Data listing
__________________________________________________

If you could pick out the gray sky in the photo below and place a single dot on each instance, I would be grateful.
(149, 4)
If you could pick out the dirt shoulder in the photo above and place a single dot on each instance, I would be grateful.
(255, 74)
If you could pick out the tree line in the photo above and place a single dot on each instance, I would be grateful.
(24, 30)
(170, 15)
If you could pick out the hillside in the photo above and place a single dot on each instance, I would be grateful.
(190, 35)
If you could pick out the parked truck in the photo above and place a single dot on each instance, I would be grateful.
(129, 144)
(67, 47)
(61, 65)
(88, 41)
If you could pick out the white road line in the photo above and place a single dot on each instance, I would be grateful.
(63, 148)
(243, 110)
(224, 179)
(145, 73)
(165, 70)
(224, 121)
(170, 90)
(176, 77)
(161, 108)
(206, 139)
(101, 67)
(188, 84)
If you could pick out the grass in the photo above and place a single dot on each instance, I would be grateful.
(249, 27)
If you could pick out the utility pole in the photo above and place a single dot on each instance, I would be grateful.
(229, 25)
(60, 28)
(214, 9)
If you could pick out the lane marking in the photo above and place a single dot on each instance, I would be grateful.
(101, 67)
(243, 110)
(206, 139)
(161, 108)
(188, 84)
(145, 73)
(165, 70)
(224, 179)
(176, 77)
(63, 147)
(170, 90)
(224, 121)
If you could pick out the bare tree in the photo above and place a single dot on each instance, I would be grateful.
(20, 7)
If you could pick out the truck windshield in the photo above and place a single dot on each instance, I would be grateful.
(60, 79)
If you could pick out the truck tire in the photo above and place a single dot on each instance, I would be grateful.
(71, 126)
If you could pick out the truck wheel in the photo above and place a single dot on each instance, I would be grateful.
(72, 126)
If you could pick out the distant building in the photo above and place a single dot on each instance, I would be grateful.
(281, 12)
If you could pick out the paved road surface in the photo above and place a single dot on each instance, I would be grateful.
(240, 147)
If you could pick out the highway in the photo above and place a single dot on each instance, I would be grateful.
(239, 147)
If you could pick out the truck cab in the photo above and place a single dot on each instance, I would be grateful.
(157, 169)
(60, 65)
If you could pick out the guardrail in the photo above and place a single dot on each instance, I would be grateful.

__________________________________________________

● **Aim**
Reproduce every one of the records above verbatim, preserving each line in its original order.

● **Full solution**
If you could pick out the gray sky in the photo below and place a single dot on each instance, I would be grateful.
(149, 4)
If you could pick out the dirt shoulder in the photo above and place a single dot on each instance, I would be grateful.
(255, 74)
If you could pick out the tree line in the photo above and place a single dot on each instance, I would be grateful.
(24, 30)
(170, 15)
If you could pick out the hillside in the photo above and place a single dot on each instance, I would be grateful.
(190, 35)
If you could pick out the parked truck in the photo above and place a single dot on each instance, I would be grateful.
(129, 144)
(67, 47)
(61, 65)
(88, 41)
If you could pick out the white road line in the photo above and place a single dot on each instance, I would be grateful.
(63, 148)
(243, 110)
(224, 179)
(145, 73)
(165, 70)
(224, 121)
(170, 90)
(176, 77)
(161, 108)
(206, 139)
(101, 67)
(188, 84)
If you could pick out the grass in the photo above and place a single dot on each instance, I would be grateful.
(249, 27)
If you could pick out the utility pole in the photo above and place a single dot on each instance, I would be grateful.
(229, 25)
(60, 28)
(214, 9)
If you could pick out the lane marking in the photo above and place a single dot on each instance, I would be grateful.
(101, 67)
(243, 110)
(206, 139)
(161, 108)
(188, 84)
(145, 73)
(165, 70)
(224, 179)
(176, 77)
(63, 147)
(170, 90)
(224, 121)
If you could pick out the bare tree in the photo above and place a single dot on each instance, I would be grateful.
(20, 7)
If you could pick out the truck windshield in the photo above and place a single dot on each instance, I would be grateful.
(60, 79)
If you could pick out the truck tire in the photo above and place a single dot on each instance, I would be grateful.
(71, 126)
If you could pick out the truck wheel in the photo above and place a single dot on each instance, I would be grateful.
(72, 126)
If you could pick out the distant building in the photo above and place a single dot on each instance, I would be grateful.
(281, 12)
If you could pick out the paved road surface in the photo above and place a single dot on each instance, I would be grateful.
(240, 147)
If you could pick out the highway in the photo above and place a single dot on each instance, I would be grateful.
(239, 147)
If you could pick out the truck cab in the photo above and place a single dot on each instance, I would be grateful.
(157, 169)
(60, 65)
If you could pick out the guardrail in the photo above and place a single dot on each instance, I would be grateful.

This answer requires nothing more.